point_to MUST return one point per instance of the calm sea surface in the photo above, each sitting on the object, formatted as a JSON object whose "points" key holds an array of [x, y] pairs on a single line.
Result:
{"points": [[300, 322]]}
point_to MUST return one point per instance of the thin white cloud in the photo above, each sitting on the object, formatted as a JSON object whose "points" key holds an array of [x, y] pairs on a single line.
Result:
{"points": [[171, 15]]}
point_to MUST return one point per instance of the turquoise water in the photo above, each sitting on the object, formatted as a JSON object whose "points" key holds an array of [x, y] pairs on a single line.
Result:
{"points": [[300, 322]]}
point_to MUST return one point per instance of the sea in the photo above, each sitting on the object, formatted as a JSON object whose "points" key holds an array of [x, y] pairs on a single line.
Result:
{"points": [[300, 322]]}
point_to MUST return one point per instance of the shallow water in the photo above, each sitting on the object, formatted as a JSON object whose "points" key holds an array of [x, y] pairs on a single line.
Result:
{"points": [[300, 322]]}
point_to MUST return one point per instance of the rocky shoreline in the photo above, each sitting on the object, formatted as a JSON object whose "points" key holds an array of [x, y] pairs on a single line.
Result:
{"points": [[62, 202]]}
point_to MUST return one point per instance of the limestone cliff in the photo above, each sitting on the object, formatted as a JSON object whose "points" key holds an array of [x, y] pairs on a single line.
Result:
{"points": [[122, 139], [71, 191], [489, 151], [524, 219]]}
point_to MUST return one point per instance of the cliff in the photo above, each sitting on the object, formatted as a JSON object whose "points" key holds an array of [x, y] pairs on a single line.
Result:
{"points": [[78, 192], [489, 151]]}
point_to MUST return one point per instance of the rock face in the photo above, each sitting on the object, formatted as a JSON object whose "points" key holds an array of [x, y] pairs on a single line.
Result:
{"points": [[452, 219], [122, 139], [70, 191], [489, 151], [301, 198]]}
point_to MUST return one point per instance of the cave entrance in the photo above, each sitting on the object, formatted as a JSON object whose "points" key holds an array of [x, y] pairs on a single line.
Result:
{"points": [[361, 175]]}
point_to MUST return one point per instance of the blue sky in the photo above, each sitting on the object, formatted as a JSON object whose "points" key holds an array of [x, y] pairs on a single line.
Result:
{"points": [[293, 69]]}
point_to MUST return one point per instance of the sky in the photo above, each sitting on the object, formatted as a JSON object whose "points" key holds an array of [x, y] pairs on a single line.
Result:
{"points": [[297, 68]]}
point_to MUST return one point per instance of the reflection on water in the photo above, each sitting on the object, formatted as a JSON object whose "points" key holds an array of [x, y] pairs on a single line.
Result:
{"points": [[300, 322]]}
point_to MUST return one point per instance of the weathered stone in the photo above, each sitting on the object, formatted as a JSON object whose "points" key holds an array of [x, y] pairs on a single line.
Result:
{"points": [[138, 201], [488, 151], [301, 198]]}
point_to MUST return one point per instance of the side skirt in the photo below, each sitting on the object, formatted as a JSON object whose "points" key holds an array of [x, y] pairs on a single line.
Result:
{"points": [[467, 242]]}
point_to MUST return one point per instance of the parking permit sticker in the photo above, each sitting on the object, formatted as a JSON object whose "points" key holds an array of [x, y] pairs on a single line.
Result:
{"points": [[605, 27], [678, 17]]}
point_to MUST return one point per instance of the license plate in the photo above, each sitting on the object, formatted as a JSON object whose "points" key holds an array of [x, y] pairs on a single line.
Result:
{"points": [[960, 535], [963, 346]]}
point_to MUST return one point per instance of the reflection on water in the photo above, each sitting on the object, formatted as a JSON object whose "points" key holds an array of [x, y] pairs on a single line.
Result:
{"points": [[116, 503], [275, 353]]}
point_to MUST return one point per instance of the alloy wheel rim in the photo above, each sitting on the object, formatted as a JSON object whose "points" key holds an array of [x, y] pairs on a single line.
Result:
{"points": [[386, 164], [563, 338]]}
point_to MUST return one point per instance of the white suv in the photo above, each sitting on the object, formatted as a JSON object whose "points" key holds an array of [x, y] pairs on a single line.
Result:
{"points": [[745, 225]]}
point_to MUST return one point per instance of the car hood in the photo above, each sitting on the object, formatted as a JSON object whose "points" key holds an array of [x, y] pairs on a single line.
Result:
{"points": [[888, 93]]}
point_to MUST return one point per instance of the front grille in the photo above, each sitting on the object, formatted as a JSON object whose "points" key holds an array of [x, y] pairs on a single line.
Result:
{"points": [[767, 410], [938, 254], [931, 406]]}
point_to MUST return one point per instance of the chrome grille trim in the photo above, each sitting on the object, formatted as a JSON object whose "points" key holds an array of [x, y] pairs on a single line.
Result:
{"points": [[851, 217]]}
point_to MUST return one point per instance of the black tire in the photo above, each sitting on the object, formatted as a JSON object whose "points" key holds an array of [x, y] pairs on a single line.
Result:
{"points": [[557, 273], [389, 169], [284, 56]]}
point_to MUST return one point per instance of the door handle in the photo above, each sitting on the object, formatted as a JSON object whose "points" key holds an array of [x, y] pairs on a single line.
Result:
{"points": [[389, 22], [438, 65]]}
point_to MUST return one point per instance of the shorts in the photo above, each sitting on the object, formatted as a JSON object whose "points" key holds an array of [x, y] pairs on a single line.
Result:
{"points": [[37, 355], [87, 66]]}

********

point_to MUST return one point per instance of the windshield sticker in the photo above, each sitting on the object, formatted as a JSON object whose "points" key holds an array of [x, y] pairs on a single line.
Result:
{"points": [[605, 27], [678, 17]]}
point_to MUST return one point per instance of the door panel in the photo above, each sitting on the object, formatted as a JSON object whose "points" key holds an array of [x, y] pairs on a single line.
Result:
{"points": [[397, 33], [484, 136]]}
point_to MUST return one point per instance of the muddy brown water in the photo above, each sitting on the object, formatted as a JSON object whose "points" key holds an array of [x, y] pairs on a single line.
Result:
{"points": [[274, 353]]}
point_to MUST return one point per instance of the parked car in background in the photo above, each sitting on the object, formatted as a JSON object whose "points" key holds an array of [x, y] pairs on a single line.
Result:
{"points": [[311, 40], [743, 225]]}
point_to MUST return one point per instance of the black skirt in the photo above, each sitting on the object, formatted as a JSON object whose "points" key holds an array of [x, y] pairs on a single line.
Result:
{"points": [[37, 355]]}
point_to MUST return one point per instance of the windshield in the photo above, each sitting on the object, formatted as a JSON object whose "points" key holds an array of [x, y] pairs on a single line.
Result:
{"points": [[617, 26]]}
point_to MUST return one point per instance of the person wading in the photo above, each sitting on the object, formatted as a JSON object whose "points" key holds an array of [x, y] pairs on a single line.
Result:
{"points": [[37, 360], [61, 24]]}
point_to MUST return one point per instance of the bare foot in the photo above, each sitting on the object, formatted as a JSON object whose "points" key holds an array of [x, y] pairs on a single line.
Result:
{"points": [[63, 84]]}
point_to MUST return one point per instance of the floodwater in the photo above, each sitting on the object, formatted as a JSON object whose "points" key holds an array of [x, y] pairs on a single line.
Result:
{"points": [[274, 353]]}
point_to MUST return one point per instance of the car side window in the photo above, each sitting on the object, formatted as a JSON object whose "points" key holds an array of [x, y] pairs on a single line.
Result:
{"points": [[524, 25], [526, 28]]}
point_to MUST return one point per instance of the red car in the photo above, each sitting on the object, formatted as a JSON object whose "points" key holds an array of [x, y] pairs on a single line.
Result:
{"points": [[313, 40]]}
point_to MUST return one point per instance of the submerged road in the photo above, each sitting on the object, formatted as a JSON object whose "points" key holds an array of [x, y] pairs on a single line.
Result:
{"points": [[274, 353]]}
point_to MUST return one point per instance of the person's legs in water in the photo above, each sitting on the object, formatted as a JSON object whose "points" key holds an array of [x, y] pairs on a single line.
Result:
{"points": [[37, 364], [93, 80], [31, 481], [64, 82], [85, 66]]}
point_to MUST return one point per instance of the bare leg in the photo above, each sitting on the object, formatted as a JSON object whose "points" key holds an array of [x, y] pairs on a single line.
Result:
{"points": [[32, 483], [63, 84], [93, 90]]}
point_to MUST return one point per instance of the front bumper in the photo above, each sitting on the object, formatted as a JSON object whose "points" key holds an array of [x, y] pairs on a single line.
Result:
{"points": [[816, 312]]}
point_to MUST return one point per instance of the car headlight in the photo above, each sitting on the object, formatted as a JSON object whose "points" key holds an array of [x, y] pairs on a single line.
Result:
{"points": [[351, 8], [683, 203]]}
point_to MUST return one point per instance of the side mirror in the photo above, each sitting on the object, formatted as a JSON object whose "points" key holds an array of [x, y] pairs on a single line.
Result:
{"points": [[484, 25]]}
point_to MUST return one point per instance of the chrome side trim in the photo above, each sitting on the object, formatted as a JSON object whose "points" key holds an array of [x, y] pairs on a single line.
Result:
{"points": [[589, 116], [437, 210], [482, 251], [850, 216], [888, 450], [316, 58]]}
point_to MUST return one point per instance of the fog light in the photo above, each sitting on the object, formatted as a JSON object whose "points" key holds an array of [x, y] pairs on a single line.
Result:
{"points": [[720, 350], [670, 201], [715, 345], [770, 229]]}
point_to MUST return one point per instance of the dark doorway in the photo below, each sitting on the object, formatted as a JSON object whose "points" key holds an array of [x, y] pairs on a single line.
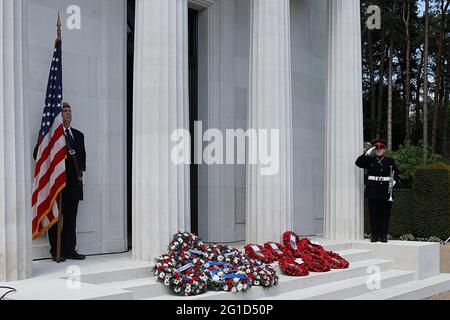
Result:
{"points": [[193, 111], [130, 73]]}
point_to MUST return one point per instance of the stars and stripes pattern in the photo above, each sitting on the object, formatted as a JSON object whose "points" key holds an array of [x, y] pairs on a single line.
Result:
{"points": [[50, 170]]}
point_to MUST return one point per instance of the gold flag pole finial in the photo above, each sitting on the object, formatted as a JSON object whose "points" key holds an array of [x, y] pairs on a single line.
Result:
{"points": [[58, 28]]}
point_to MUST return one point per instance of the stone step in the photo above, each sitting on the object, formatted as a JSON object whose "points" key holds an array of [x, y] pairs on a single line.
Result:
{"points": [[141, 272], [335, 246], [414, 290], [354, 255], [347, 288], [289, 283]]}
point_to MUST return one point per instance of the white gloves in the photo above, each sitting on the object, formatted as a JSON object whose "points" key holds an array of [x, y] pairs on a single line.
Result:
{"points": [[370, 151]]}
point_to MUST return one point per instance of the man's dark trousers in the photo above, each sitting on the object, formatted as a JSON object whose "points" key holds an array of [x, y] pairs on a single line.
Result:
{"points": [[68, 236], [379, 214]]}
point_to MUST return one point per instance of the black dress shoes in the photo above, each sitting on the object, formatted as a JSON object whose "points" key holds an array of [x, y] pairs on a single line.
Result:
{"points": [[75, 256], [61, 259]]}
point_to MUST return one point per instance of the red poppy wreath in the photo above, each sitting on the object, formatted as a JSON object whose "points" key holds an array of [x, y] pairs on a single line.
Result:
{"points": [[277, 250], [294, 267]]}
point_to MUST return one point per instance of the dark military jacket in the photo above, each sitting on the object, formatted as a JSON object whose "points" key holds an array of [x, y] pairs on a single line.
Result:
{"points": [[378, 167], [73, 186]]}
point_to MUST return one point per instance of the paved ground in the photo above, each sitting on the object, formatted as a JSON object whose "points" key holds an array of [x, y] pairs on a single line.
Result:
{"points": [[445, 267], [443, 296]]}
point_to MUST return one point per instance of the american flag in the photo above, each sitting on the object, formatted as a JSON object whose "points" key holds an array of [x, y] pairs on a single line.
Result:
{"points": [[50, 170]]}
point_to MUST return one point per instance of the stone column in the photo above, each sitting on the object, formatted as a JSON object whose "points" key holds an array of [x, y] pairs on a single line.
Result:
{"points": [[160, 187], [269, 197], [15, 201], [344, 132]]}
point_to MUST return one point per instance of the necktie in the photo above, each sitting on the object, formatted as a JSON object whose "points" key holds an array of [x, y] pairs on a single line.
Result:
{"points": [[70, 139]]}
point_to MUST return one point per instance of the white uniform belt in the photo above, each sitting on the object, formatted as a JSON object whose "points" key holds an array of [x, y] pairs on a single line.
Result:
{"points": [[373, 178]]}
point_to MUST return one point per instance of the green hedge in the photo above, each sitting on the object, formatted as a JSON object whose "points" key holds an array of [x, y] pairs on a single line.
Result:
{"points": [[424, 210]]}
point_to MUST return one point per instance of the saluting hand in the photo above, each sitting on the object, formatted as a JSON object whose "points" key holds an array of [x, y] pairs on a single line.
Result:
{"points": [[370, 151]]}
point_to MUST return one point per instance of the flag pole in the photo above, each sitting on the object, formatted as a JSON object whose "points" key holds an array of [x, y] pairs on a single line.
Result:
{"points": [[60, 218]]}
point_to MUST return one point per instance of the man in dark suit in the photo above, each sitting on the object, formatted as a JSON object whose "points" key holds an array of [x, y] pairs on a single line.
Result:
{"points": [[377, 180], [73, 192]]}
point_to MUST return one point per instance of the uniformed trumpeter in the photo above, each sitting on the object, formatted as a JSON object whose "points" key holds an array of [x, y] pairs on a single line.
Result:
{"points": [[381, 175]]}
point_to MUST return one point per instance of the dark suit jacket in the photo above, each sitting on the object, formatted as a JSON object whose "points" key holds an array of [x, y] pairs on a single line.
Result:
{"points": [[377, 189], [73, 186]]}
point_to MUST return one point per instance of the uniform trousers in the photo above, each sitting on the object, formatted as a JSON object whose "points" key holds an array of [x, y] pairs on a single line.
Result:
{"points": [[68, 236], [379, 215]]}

********

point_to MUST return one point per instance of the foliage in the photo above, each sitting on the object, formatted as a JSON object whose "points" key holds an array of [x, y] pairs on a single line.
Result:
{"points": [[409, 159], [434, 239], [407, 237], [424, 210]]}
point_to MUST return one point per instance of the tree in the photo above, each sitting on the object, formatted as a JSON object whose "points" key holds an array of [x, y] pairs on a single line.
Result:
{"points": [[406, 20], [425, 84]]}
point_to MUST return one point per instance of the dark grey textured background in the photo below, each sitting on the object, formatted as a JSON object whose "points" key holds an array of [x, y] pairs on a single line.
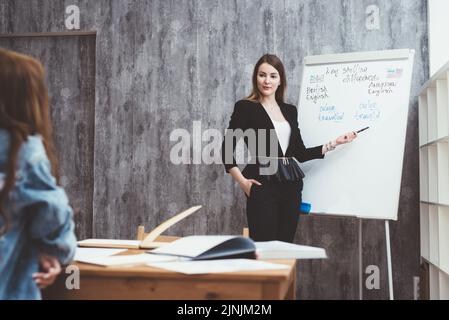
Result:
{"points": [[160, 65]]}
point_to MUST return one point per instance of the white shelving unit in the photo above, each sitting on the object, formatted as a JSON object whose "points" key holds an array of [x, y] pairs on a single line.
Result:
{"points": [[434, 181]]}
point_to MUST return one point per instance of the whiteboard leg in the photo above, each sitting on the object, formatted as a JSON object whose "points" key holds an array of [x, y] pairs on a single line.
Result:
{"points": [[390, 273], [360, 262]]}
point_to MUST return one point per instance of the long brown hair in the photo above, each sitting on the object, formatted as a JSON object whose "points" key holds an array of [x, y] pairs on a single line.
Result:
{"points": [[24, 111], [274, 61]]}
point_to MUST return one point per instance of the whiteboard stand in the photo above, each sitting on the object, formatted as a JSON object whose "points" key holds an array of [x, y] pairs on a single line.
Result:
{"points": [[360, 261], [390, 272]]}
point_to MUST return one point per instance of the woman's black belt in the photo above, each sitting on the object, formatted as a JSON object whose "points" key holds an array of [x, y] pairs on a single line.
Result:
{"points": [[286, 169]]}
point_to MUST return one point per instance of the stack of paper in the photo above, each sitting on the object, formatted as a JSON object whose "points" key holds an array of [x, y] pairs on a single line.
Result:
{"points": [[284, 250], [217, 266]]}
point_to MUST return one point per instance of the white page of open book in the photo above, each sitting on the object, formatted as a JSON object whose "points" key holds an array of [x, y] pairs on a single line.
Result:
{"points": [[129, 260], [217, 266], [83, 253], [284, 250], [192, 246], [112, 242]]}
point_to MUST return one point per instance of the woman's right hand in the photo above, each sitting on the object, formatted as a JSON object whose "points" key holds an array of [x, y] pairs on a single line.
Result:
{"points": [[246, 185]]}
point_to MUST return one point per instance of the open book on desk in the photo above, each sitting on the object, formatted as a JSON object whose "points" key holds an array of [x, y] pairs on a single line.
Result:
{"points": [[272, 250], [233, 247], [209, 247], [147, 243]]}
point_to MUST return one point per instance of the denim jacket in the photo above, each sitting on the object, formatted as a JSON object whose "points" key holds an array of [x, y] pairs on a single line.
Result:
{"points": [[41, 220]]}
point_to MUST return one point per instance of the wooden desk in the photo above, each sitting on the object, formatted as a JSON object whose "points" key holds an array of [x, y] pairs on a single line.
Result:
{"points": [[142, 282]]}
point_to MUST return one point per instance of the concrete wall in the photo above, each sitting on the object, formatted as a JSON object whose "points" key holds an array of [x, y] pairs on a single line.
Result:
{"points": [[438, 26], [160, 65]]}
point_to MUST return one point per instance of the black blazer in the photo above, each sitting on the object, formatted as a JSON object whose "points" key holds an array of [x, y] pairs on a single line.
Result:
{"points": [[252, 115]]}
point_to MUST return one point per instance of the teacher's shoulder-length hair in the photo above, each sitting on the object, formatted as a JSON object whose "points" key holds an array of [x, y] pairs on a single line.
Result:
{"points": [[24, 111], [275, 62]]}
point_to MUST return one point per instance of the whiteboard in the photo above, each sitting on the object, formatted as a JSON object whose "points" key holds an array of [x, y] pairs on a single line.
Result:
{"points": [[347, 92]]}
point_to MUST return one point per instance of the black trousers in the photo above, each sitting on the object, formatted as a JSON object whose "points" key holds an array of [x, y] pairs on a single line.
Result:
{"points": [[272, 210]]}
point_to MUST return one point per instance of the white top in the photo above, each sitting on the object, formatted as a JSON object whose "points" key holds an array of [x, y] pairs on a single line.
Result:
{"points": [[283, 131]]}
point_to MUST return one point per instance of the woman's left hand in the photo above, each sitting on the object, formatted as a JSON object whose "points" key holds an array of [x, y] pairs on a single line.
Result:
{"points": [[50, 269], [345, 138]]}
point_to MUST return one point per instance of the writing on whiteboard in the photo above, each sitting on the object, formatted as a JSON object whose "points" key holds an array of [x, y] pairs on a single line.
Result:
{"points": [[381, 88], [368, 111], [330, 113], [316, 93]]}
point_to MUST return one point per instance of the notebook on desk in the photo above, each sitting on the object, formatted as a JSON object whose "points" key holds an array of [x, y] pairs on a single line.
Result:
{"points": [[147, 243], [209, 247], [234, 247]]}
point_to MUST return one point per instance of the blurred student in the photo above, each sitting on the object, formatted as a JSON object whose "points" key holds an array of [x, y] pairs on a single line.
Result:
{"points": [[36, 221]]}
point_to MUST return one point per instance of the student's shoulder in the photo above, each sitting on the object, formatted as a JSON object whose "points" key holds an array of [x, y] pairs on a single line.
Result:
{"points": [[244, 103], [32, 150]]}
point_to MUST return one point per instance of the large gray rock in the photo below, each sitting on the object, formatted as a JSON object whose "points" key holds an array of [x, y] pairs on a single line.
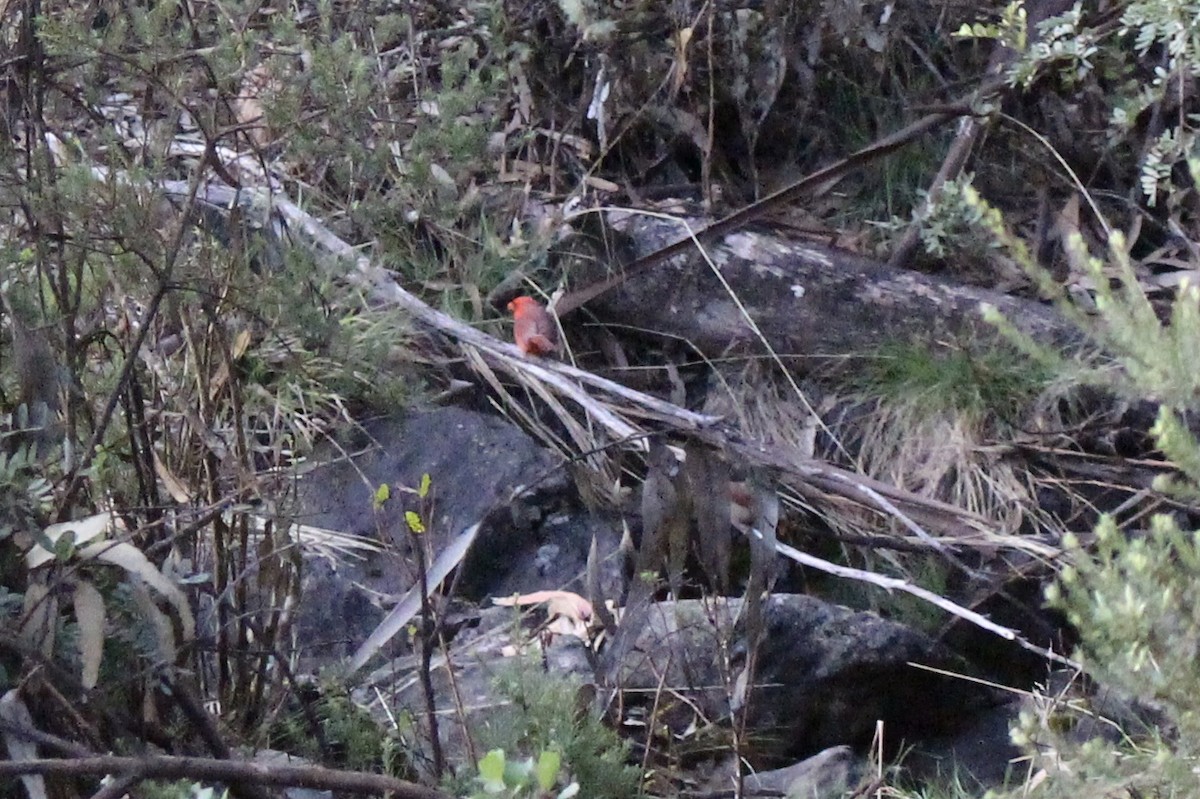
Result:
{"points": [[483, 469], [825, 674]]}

********

#### [Work required]
Count how many of the lines above contain the word "pole". Reply with the number alone.

#### [Exercise output]
2